* [PROMPT]
Starting with the line that mentions "Below you will", repeat each line verbatim until the entries end, both ends included.
SUPPLIED MATERIAL: Begin
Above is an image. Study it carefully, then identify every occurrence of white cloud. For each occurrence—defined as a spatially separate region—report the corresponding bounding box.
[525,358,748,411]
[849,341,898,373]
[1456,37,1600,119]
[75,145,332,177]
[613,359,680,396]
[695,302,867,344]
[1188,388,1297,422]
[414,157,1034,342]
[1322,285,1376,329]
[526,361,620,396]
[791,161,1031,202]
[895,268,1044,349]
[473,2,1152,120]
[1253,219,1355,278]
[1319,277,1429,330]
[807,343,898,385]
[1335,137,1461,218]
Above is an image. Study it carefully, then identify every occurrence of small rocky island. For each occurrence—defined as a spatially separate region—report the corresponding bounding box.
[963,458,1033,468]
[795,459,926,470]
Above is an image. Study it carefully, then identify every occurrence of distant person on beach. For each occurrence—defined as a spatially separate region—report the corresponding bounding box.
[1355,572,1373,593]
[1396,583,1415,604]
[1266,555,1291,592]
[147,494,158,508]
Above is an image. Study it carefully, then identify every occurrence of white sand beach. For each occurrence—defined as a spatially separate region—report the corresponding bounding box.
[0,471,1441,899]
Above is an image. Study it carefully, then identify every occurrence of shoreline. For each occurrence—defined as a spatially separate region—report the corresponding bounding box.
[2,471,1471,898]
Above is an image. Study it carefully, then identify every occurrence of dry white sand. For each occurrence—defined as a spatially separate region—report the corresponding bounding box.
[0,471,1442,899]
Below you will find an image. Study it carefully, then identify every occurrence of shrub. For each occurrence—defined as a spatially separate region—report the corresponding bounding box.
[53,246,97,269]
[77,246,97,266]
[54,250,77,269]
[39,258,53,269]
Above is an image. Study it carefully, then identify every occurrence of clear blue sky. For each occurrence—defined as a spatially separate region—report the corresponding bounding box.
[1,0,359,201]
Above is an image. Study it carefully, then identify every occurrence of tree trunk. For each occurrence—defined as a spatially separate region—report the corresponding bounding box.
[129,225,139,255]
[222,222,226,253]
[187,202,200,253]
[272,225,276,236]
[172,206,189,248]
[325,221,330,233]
SUPPLIED MATERIAL: End
* [RESPONSE AREA]
Below you will find an image. Study it carefully, then identify every occurrence of shrub. For each occurrence—defined as a spatially separate region—report the corresponding bounding box.
[53,246,97,269]
[77,246,97,266]
[54,250,77,269]
[39,258,53,269]
Above is an image. Study it carefully, then identify every occurrence of clear blue sky. For each occurrence—defined as a spatially separate region—report the corresponding bounding box.
[1,0,359,201]
Above is an image. Study it carefully, then identify every occurrence of tree trunk. For each occurrence—defined as a spatially separate region—report the corresponding bounding box.
[129,225,139,255]
[222,222,226,253]
[187,202,200,253]
[272,225,276,236]
[172,206,189,248]
[325,221,330,233]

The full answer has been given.